- Given request: Retype the whole listing verbatim and keep the pictures out of it.

- Supplied information:
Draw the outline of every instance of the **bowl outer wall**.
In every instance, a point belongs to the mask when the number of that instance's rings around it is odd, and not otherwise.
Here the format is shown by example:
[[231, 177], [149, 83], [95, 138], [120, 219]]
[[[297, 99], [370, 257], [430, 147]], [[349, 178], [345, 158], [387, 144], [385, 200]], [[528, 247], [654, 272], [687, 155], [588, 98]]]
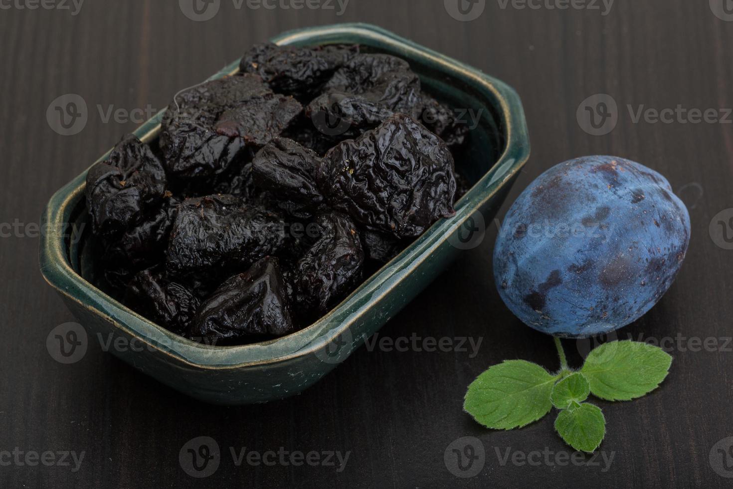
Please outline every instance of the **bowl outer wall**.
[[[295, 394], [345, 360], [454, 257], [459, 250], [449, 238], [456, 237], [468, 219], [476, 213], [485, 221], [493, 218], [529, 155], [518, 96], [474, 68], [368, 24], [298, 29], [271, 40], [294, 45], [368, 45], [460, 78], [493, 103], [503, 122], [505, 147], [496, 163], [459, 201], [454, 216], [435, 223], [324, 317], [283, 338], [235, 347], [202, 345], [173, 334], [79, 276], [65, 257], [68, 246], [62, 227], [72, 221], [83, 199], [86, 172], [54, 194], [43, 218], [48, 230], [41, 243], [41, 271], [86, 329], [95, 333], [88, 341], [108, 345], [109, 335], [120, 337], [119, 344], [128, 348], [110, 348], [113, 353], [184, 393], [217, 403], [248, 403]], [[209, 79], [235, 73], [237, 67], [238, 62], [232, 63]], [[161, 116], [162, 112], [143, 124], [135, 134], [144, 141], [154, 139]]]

- Task response:
Draw the outline of every instance of the **bowl outer wall**.
In every instance, a point belongs to the mask when the number of that instance's rings around it is odd, and not otherwise.
Here the format is shown by example:
[[231, 177], [149, 83], [95, 138], [120, 219]]
[[[297, 99], [370, 257], [430, 147]], [[349, 178], [345, 158], [387, 144], [385, 200]], [[528, 247], [654, 272], [687, 155], [588, 98]]]
Please outline every instance of the **bowl outer wall**.
[[[295, 394], [345, 360], [454, 257], [459, 250], [449, 238], [456, 237], [468, 219], [476, 213], [485, 221], [493, 218], [529, 155], [518, 96], [474, 68], [368, 24], [298, 29], [271, 40], [294, 45], [368, 45], [460, 78], [493, 103], [503, 122], [505, 147], [496, 163], [459, 201], [454, 216], [435, 223], [324, 317], [283, 338], [235, 347], [202, 345], [173, 334], [79, 276], [65, 257], [68, 246], [62, 227], [72, 221], [83, 199], [86, 172], [54, 194], [43, 218], [48, 230], [41, 243], [41, 271], [86, 329], [95, 333], [88, 341], [108, 345], [109, 335], [120, 337], [119, 344], [128, 348], [110, 348], [113, 353], [184, 393], [217, 403], [248, 403]], [[209, 79], [235, 73], [237, 67], [238, 62], [232, 63]], [[161, 116], [162, 112], [143, 124], [135, 134], [144, 141], [154, 139]]]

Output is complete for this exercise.